→ **About this exercise**: Would you retype the listing below exactly as given?
── Recorded information
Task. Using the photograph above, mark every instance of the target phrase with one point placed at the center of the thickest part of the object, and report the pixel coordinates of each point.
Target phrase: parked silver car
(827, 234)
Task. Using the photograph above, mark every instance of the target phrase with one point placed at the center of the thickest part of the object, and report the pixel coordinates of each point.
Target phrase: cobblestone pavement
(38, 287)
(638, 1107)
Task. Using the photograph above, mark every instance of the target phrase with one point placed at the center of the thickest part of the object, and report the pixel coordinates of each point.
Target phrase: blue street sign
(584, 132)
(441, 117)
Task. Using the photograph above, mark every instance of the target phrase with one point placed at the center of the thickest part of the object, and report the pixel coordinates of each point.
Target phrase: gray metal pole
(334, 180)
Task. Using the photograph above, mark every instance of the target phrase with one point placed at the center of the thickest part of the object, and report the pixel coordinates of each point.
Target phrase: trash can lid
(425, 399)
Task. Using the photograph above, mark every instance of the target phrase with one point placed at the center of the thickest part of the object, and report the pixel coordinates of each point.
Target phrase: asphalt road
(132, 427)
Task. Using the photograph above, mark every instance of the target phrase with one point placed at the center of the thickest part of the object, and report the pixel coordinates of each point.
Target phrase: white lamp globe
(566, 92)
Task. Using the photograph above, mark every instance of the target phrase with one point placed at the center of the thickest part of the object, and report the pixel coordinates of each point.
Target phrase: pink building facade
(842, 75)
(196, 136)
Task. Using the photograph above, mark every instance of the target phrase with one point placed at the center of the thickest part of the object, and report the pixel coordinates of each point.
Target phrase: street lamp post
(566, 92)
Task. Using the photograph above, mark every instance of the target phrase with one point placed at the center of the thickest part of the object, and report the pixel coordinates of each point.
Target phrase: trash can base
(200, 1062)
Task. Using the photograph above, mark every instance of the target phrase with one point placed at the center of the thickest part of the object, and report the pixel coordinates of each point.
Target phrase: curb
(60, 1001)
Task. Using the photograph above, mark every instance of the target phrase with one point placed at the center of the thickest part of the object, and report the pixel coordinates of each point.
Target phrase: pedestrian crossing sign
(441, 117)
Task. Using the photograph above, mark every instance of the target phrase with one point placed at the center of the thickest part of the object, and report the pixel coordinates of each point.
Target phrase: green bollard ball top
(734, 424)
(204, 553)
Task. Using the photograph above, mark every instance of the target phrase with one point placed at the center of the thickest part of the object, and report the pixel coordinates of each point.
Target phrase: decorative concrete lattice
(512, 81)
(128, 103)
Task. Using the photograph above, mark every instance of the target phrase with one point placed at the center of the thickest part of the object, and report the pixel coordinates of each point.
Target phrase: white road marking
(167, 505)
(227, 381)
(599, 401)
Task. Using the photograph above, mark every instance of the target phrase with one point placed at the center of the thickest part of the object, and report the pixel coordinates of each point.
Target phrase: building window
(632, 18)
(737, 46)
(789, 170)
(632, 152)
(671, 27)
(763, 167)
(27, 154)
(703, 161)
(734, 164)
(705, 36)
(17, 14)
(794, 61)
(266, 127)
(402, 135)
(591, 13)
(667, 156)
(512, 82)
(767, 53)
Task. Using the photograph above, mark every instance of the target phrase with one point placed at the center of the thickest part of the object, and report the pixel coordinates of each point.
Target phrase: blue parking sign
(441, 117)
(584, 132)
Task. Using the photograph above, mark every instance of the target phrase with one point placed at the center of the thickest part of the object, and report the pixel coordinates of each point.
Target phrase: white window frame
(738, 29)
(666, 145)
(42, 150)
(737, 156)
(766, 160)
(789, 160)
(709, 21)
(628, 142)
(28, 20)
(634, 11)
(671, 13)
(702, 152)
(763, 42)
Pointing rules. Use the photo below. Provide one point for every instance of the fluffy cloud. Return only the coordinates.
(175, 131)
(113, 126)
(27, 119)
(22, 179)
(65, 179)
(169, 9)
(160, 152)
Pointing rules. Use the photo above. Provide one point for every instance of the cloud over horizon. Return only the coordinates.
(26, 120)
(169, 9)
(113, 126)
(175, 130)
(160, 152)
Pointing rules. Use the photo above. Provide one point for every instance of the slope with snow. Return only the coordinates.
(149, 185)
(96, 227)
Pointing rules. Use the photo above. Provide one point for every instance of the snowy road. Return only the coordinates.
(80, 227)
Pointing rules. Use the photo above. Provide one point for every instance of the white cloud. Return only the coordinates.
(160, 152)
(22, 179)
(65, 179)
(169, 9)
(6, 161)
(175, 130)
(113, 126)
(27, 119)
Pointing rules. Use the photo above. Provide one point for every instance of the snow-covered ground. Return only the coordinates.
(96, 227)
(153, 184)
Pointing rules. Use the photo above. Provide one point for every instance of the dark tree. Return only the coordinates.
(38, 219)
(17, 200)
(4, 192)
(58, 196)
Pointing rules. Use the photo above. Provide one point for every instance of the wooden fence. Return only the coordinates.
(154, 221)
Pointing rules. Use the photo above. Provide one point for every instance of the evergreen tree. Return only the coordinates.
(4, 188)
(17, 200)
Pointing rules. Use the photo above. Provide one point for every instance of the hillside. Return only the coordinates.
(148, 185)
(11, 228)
────
→ **Task result**:
Task. Using the photograph above, mark every instance of the target phrase with one point placed at the center of the thickest part of the object, and report the pixel coordinates of each point.
Target phrase: parked silver car
(827, 234)
Task. Using the photograph above, mark every instance of the target phrase with one point placed at the center of the thickest part of the object, and report the pixel coordinates of each point.
Target phrase: cobblestone pavement
(38, 287)
(638, 1107)
Task. Using the photograph above, mark every instance of the target phrase with one point placed at the center of the thickest part of the object, and report the pixel coordinates of each point.
Target phrase: blue street sign
(584, 132)
(441, 117)
Task. Using the photograph above, mark every instance of the target phrase with one point placed at the center of the thickest part of the object, and report the pixel coordinates of each point.
Target phrase: gray metal pole
(334, 180)
Task. Using the photograph above, mark every instance of the target phrase with one point placed at the center of the thickest part of the object, and report the pixel coordinates of each point.
Target phrase: trash can lid
(425, 399)
Task. Using the photograph above, mark every instance of the target phrase with one point placed at the center of the thickest part of the object, and report the pixel coordinates of each point.
Target phrase: asphalt road
(132, 427)
Task. Using the photograph above, mark every instance of the target phrase with one point placed at the center of the thickest part of the object, and report the pixel coordinates of each point.
Target phrase: white lamp globe
(566, 92)
Task. Using the photograph above, mark every instance of the target phrase with one point placed at the center of the thickest part of the object, and report the pixel coordinates of each point.
Target phrase: pink building facade
(842, 75)
(196, 136)
Task. Using the photograph above, mark every instance of the target phrase with one point placed at the center of the thickest part of the object, and report the pixel coordinates of each point.
Target phrase: street lamp post
(566, 92)
Task. Using the photograph above, mark every instance of the target phrase with one point placed at the center of the thickest part of the object, and report the pixel coordinates of each point.
Target phrase: trash can base
(200, 1062)
Task. Using the photograph above, mark every instance of the target phrase with one point placed at the center of the thickest part of the object, and report the pixel coordinates of each point.
Target phrase: curb
(60, 1001)
Task. Using the photograph above, mark every instance of the target phrase with one point placed at the center of the thickest part of the object, and report the pixel coordinates of each point.
Target phrase: pedestrian crossing sign
(441, 117)
Task. Using the photograph above, mark every instance of the target phrase with one point placed at the center of the thickest part of the object, and report the pixel coordinates of each point.
Target phrase: green bollard ball top
(734, 424)
(204, 553)
Task. Using the photograph above, mark every instance of the target phrase with one point placed at the center of the thickest part of the object, and report the pixel coordinates of each point.
Target phrase: decorative concrete lattice
(512, 81)
(128, 103)
Task. Using the photograph above, mark every instance of the target phrase with one point placed at the center of the thickest part of the object, and report the pixel coordinates of each point.
Target phrase: white road marking
(167, 505)
(227, 381)
(599, 401)
Task. Using the photograph above, mark every instance of the target phrase with one point placed at the center of the thickest part of the object, and report the pixel coordinates of each point.
Target phrase: building window
(632, 18)
(737, 46)
(789, 170)
(632, 152)
(671, 27)
(763, 167)
(27, 154)
(703, 161)
(734, 164)
(705, 36)
(17, 14)
(794, 61)
(266, 127)
(402, 135)
(591, 13)
(667, 156)
(512, 82)
(767, 53)
Task. Using the photograph above, mark every instance of the target phrase with one point placed at the center of the thickest part of the object, and report the pixel coordinates of each point.
Target phrase: blue parking sign
(441, 117)
(584, 132)
Task. Using the photograph above, mark every instance of the target phrase with one point placed at the center of the thickest part of the object, and report the pixel coordinates of each point.
Target phrase: white window frame
(738, 29)
(666, 145)
(42, 150)
(737, 156)
(766, 160)
(789, 160)
(709, 21)
(628, 142)
(28, 20)
(634, 11)
(671, 13)
(702, 152)
(763, 42)
Pointing rules. Use the photo below. Provide one point for every instance of the fluffy cloud. Return only the coordinates.
(175, 131)
(113, 126)
(27, 119)
(22, 179)
(65, 179)
(169, 9)
(160, 152)
Pointing rules. Use the photo above. Provide one point for every instance of the cloud over horizon. Return only the coordinates.
(26, 120)
(169, 9)
(113, 126)
(175, 130)
(160, 152)
Pointing rules. Use the photo above. Provide one point for every instance of the slope with snow. Return only the coordinates.
(149, 185)
(96, 227)
Pointing rules. Use the photo above. Provide one point for every instance of the snowy road. Return only the coordinates.
(80, 227)
Pointing rules. Use the photo above. Provide one point for every instance of the white cloud. Return only the coordinates.
(160, 152)
(22, 179)
(65, 179)
(169, 9)
(6, 161)
(175, 130)
(113, 126)
(27, 119)
Pointing rules. Use the photo above. Provide one point for every instance of the snow-covered ground. Return only the coordinates.
(96, 227)
(153, 184)
Pointing rules. Use the photo above. Provide one point for every instance of the dark tree. Return only the coordinates.
(38, 219)
(17, 200)
(4, 192)
(58, 196)
Pointing rules. Use the photo above. Provide one point for every instance of the wooden fence. Return only the coordinates.
(154, 221)
Pointing rules. Use the photo above. Provide one point for every instance of the evergreen tree. Return only the coordinates.
(4, 188)
(17, 200)
Pointing rules. Use the photo above. Provide one point for every instance of the hillside. Return only the coordinates.
(148, 185)
(11, 228)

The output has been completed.